■ **Written request 1**
Answer each question using the fuzzing tutorial below, with one line per answer marked (a), (b), (c).
(a) Which two fuzzers does it call the dominant ones?
(b) Which fuzzer does Rust's cargo-fuzz wrap?
(c) Which two commands make up the Rust fuzzing workflow in the learning outcomes?
■ **Written request 2**
Translate this sentence from the fuzzing tutorial below into French: "It has discovered thousands of security vulnerabilities in parsers, decoders, and protocol implementations."
■ **Written request 3**
Summarize the fuzzing tutorial below in two sentences.
-- START OF Excerpt provided --
749 Fundamental

749-fuzzing-concepts — Fuzzing Concepts

Functional Programming

Tutorial Video

Text description (accessibility)

This video demonstrates the "749-fuzzing-concepts — Fuzzing Concepts" functional Rust example. Difficulty level: Fundamental. Key concepts covered: Functional Programming. Fuzzing sends random or mutated inputs to a program to find panics, crashes, and assertion failures. Key difference from OCaml: 1. **Panic vs exception**: Rust's `unwrap()` panics (caught by libFuzzer as a crash); OCaml's `failwith` raises an exception (also caught as a crash).

Tutorial

The Problem

Fuzzing sends random or mutated inputs to a program to find panics, crashes, and assertion failures. It has discovered thousands of security vulnerabilities in parsers, decoders, and protocol implementations. AFL++ and libFuzzer are the dominant fuzzers; Rust's cargo-fuzz wraps libFuzzer for Rust code. The key design principle for fuzzer-safe code is: never panic on any input — return Err instead of unwrapping. This example demonstrates how to write fuzz-safe parsers.

🎯 Learning Outcomes

• Write parsers that return Result/Option on all invalid inputs instead of panicking

• Understand the Rust fuzzing workflow: cargo fuzz add target, cargo fuzz run target

• See why unwrap() in parsers is a security vulnerability (forced panic = DoS)
-- END OF Excerpt provided --
-- START OF Supplied data --
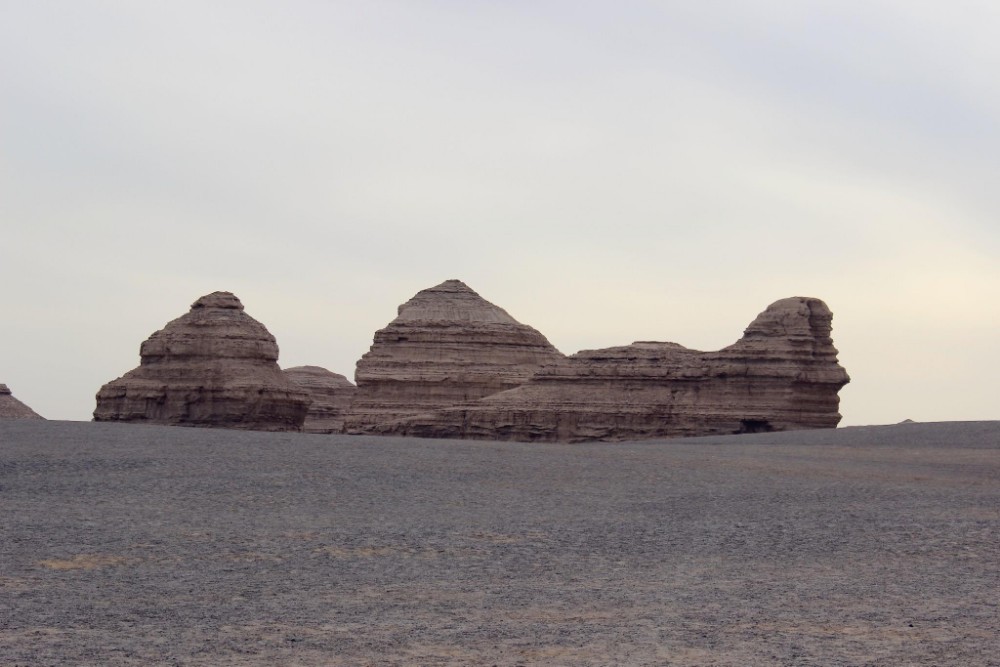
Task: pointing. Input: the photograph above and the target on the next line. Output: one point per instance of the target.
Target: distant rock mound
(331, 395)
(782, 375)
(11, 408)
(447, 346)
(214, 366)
-- END OF Supplied data --
-- START OF Supplied data --
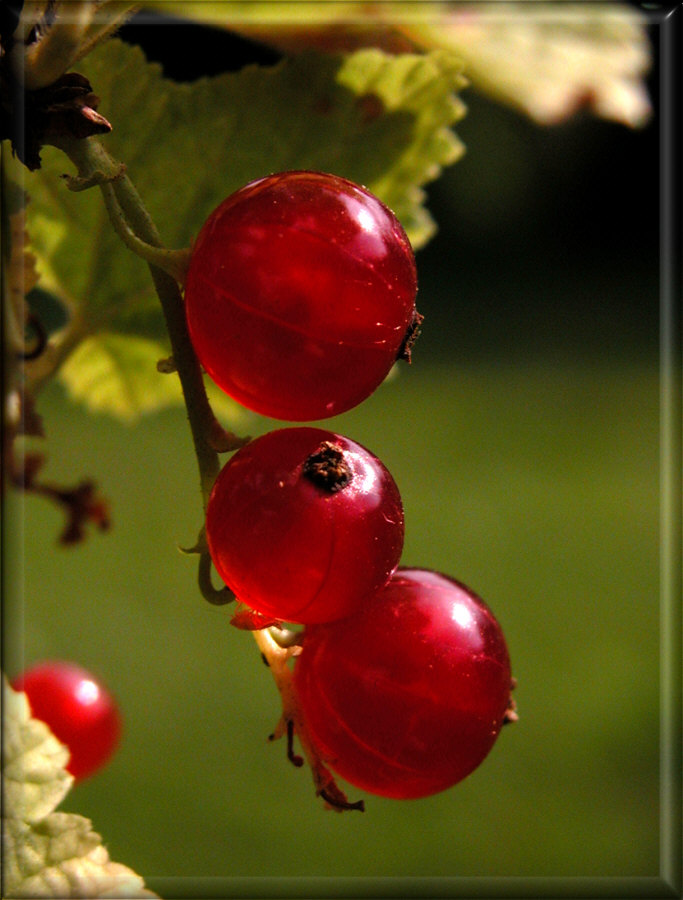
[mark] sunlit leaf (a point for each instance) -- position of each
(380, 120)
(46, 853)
-- END OF Supplied data --
-- START OF Supplied data --
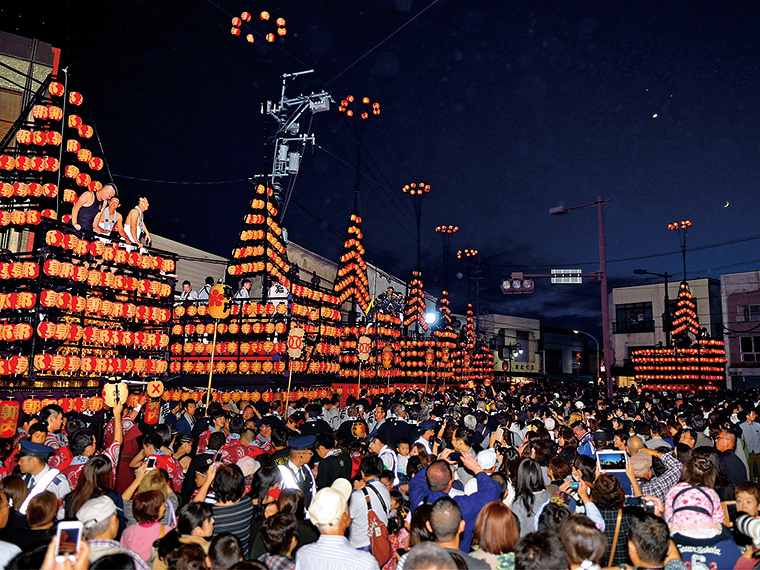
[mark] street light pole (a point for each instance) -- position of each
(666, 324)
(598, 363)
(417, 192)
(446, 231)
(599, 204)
-- END OF Supplied data --
■ **Task result 1**
(a) AFL++ and libFuzzer.
(b) libFuzzer.
(c) cargo fuzz add target and cargo fuzz run target.

■ **Task result 2**
Il a permis de découvrir des milliers de vulnérabilités de sécurité dans des analyseurs syntaxiques, des décodeurs et des implémentations de protocoles.

■ **Task result 3**
Fuzzing sends random or mutated inputs to a program to find panics, crashes, and assertion failures, and Rust's cargo-fuzz wraps libFuzzer for Rust code. The tutorial teaches writing parsers that return Err instead of panicking on any input, because unwrap() in a parser allows a forced panic that amounts to denial of service.